[Excerpt from a dataset]

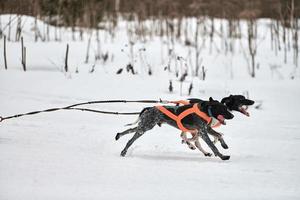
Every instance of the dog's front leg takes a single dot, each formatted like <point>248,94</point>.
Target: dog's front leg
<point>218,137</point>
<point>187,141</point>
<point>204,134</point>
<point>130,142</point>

EXERCISE PROMPT — Format the lines above as a Markdown table with the columns "Row" and "Line," numbering each row and leaving out blank lines. Omit the pictures from the table.

FULL OUTPUT —
| Row | Line |
|---|---|
| 1 | Every instance of the dog's front leg takes a single dot, each formatted like <point>248,94</point>. |
| 2 | Target: dog's front leg |
| 3 | <point>218,137</point> |
| 4 | <point>187,141</point> |
| 5 | <point>204,134</point> |
| 6 | <point>130,142</point> |